BEGIN
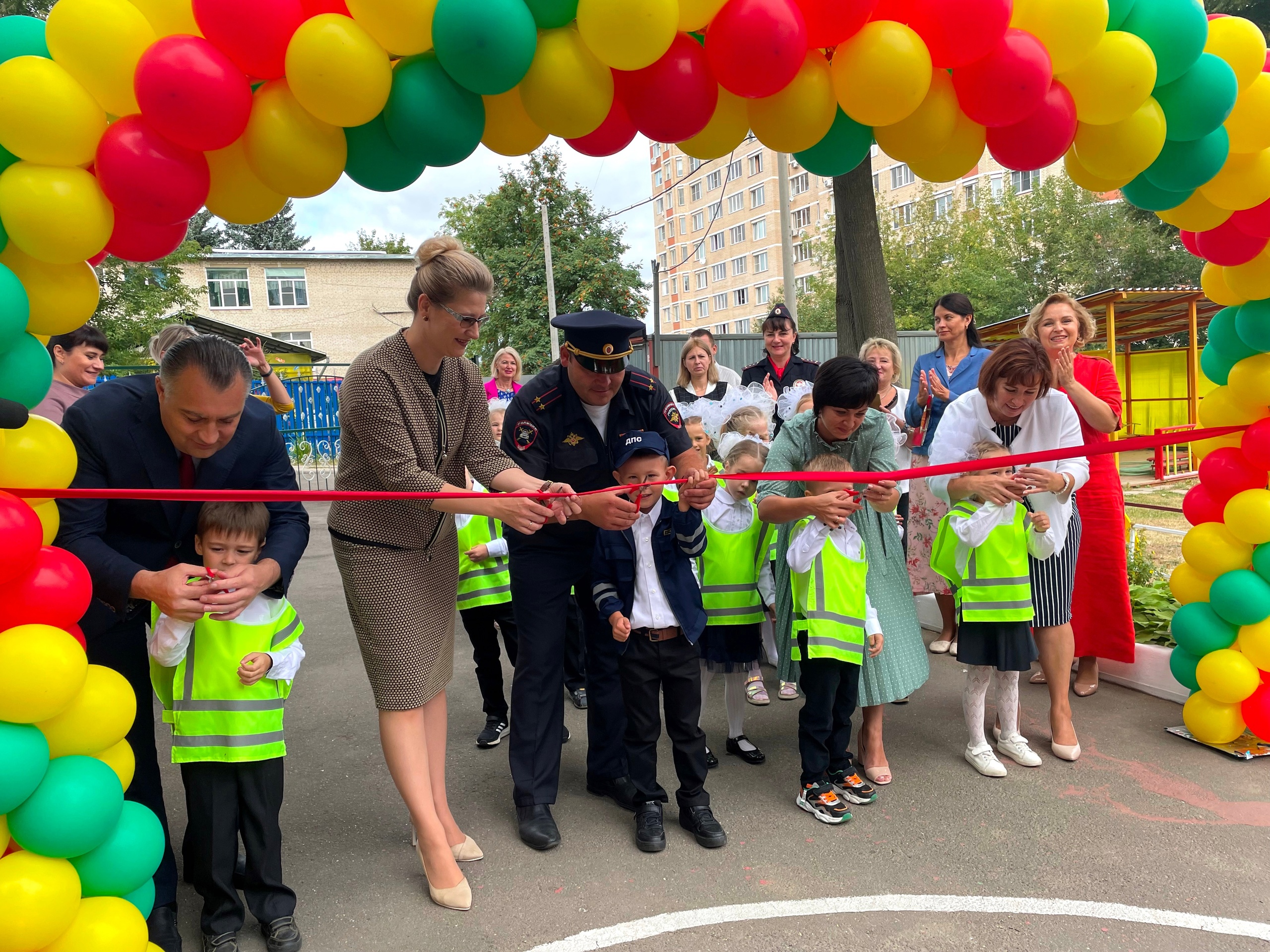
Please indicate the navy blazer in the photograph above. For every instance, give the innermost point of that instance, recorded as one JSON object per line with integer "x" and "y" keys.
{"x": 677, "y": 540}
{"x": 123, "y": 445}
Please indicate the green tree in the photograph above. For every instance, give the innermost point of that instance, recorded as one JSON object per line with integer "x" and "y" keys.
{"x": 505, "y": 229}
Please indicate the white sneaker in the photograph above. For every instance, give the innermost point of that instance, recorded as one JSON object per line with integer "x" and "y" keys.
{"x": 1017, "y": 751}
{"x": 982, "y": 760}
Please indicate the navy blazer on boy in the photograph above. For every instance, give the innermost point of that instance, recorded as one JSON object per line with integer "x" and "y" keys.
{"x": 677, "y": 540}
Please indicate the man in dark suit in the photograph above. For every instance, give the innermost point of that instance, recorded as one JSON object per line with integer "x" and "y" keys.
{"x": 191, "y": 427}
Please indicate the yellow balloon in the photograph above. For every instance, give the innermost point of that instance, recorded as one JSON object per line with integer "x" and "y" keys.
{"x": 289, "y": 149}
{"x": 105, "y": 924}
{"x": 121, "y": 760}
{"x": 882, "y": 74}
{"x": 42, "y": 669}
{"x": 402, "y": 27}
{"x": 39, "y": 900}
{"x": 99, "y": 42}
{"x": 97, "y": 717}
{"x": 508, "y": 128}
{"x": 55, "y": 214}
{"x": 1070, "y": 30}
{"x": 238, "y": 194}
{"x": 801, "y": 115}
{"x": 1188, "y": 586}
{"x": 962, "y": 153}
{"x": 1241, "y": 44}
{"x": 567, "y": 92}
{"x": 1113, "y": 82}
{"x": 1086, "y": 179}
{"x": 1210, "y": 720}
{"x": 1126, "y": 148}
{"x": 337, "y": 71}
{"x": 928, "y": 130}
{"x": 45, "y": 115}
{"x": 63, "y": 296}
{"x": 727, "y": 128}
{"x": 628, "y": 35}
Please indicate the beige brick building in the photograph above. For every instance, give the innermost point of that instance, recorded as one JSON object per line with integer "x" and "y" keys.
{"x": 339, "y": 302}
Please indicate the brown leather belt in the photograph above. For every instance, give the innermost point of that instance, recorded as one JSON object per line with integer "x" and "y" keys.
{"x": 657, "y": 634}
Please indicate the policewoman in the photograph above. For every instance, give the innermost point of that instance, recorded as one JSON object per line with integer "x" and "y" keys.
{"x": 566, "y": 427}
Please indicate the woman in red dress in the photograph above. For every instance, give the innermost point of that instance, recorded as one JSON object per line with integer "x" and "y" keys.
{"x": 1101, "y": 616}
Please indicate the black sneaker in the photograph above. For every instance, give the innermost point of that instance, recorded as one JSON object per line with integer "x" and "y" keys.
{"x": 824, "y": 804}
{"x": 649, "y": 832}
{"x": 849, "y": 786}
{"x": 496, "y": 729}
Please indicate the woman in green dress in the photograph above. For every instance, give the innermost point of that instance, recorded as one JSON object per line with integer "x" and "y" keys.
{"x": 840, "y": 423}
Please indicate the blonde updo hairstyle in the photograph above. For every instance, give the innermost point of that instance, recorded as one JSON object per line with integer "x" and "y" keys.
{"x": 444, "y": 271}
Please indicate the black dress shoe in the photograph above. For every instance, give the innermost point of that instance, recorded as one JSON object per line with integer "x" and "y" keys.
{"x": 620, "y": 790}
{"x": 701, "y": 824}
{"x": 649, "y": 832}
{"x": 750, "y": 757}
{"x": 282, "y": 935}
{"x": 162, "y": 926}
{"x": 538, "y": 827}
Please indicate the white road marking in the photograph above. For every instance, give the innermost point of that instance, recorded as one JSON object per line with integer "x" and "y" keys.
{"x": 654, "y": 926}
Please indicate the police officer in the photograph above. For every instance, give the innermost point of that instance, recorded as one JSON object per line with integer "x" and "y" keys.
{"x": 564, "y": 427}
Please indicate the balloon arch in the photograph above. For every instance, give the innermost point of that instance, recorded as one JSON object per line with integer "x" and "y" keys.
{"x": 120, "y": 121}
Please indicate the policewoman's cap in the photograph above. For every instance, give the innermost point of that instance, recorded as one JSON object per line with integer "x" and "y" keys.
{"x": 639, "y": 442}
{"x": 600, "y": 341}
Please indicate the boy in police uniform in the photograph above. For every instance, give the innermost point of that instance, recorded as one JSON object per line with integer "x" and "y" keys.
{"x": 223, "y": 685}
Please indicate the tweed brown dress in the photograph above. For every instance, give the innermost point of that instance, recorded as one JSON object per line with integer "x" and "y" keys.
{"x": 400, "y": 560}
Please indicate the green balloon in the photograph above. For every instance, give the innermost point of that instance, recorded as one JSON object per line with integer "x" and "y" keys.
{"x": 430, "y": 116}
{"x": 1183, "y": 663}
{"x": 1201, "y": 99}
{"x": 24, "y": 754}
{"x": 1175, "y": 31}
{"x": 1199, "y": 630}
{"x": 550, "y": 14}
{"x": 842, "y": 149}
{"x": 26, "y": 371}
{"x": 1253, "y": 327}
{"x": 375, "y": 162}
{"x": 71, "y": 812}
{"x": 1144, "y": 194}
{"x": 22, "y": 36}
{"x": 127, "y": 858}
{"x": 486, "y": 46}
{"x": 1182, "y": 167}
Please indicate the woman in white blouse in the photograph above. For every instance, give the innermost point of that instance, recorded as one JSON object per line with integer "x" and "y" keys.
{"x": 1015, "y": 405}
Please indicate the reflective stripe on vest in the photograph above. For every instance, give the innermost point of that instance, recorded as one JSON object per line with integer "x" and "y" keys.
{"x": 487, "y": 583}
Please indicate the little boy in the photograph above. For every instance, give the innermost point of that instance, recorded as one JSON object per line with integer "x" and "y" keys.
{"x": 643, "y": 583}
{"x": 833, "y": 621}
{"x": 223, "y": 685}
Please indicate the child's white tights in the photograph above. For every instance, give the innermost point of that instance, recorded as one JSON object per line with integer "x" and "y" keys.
END
TASK: Any picture in the data is to be skipped, while each line is returned exactly as written.

ANSWER TO THIS TASK:
Please indicate the navy blazer in the photograph above. For every instance, give the innermost point of that instance, recorded as one JSON object per line with integer "x" and "y" keys.
{"x": 677, "y": 540}
{"x": 123, "y": 445}
Please indicate the green tree in the photograph above. For every instance, give the innermost point of that instance, recorded as one JSON object per line with integer "x" and "y" keys.
{"x": 505, "y": 229}
Please indicate the white sneaker in the photograph above. For every instance, give the innermost point of that instance, recorded as one JSON object per line with integer "x" and "y" keys.
{"x": 1017, "y": 751}
{"x": 982, "y": 760}
Please indicate the navy blazer on boy in the photograph above. For every instance, give the innermost point of that instance, recorded as one JSON object per line with integer "x" and "y" keys.
{"x": 677, "y": 540}
Please indicate the man in dark suit in the photograph above. For every instance, give the innermost point of that instance, recorded as one JSON object per line with integer "x" and "y" keys.
{"x": 191, "y": 427}
Please indicate the yellow balloon in the photograph above. For every instance, give the innermost point of that instance, recorded as one JSON object per line with integer "x" and "y" keys.
{"x": 289, "y": 149}
{"x": 105, "y": 924}
{"x": 121, "y": 760}
{"x": 882, "y": 74}
{"x": 42, "y": 669}
{"x": 402, "y": 27}
{"x": 39, "y": 900}
{"x": 99, "y": 42}
{"x": 97, "y": 717}
{"x": 508, "y": 128}
{"x": 55, "y": 214}
{"x": 1070, "y": 30}
{"x": 238, "y": 194}
{"x": 801, "y": 115}
{"x": 1188, "y": 586}
{"x": 962, "y": 153}
{"x": 1241, "y": 44}
{"x": 567, "y": 92}
{"x": 1113, "y": 82}
{"x": 1086, "y": 179}
{"x": 1210, "y": 720}
{"x": 1126, "y": 148}
{"x": 337, "y": 71}
{"x": 928, "y": 130}
{"x": 45, "y": 115}
{"x": 63, "y": 296}
{"x": 727, "y": 128}
{"x": 628, "y": 35}
Please indicate the beige brick building in the photograph above. For every instance, give the innermost point of that instance, recorded as one JSON object per line with integer "x" and "y" keys.
{"x": 339, "y": 302}
Please indicate the brown leather belt in the photograph above. For every instance, give the innermost point of that instance, recorded as one JSON object per line with integer "x" and "y" keys.
{"x": 657, "y": 634}
Please indicate the policewoman in the photograph above. For every instance, give the innermost point of that instance, recorded as one JSON object per line with integer "x" and "y" keys.
{"x": 566, "y": 427}
Please indicate the woman in red dress in the photograph above. For every instance, give the innermost point of that instance, recorded as one JSON object per line with integer "x" and "y" keys.
{"x": 1101, "y": 616}
Please indicate the black sneaker in the photograph above. For every instance, give the innermost point of that instance, recorded as one JSON object per line with integer "x" and "y" keys.
{"x": 824, "y": 804}
{"x": 649, "y": 832}
{"x": 849, "y": 786}
{"x": 496, "y": 729}
Please indicate the woman in green dress in the photograph above. For every instance, give the innermost point of that instance, recorded as one JSON object per line with integer "x" and "y" keys.
{"x": 840, "y": 423}
Please indicate the blonde updo hairstyle in the photograph above. For every instance, give the innermost point of that instance, recorded as one JSON object per line with integer "x" and "y" keys.
{"x": 444, "y": 271}
Please indicate the black dress shoe in the photograph above. For every instance, give the innermost point of that instance, recorded as one JSON object per line with integer "x" and "y" keys.
{"x": 620, "y": 790}
{"x": 701, "y": 824}
{"x": 649, "y": 832}
{"x": 750, "y": 757}
{"x": 282, "y": 935}
{"x": 162, "y": 926}
{"x": 538, "y": 827}
Please indicate the white road marking in the photograph above. For every instance, give the innermost point of that instance, recorded as one JSON object per line with integer "x" and "y" keys.
{"x": 654, "y": 926}
Please indicate the police officer in the photograph above. For every instance, give the innermost point of that instance, recorded as one JSON object per line with integer "x" and "y" keys.
{"x": 564, "y": 427}
Please indicate the balloon arch in the photograph above. For every instance, give the innermost point of that instance, recorded as one JSON object per line with integer "x" and "y" keys.
{"x": 120, "y": 121}
Please indicate the policewoman's cap in the photograph above. For every instance, give the innermost point of that instance, recorded as one JSON object per line with integer "x" and "y" keys.
{"x": 639, "y": 442}
{"x": 600, "y": 341}
Please indicate the boy in police uniform in the photograph above. For every instance, give the innermost point of that instance, recorded as one JSON object per line with integer "x" and "y" keys.
{"x": 223, "y": 685}
Please indicate the tweed brown dress in the photograph above. For every instance, give the innermost point of that instance, recorded as one JSON object per line with integer "x" and "y" keys.
{"x": 400, "y": 560}
Please indicate the green balloon in the photograph above. For every instance, give the innermost point of that instance, recorded as one JSON object per line with integer "x" and "y" keys.
{"x": 430, "y": 116}
{"x": 1183, "y": 663}
{"x": 1201, "y": 99}
{"x": 24, "y": 754}
{"x": 1175, "y": 31}
{"x": 1199, "y": 630}
{"x": 550, "y": 14}
{"x": 842, "y": 149}
{"x": 26, "y": 371}
{"x": 1253, "y": 327}
{"x": 375, "y": 162}
{"x": 71, "y": 812}
{"x": 1144, "y": 194}
{"x": 22, "y": 36}
{"x": 127, "y": 858}
{"x": 486, "y": 46}
{"x": 1182, "y": 167}
Please indicate the woman in white blouse in the photograph above. For every instance, give the innermost point of that instance, recorded as one JSON object per line with integer "x" and "y" keys.
{"x": 1015, "y": 405}
Please indicate the reflective stripe on vest in the photograph above. For every instance, give the innermost point of that instance, recorded as one JSON object per line with integer "x" and "y" keys.
{"x": 487, "y": 583}
Please indicate the little boy in the photograph above. For every instance, give the innermost point of that instance, recorded as one JSON object per line with integer "x" and "y" keys.
{"x": 643, "y": 583}
{"x": 833, "y": 621}
{"x": 223, "y": 685}
Please indicate the child's white tights in the photograph above. For every instance, give the innermost point of that instance, recorded as one JSON object per line with integer "x" and "y" keys.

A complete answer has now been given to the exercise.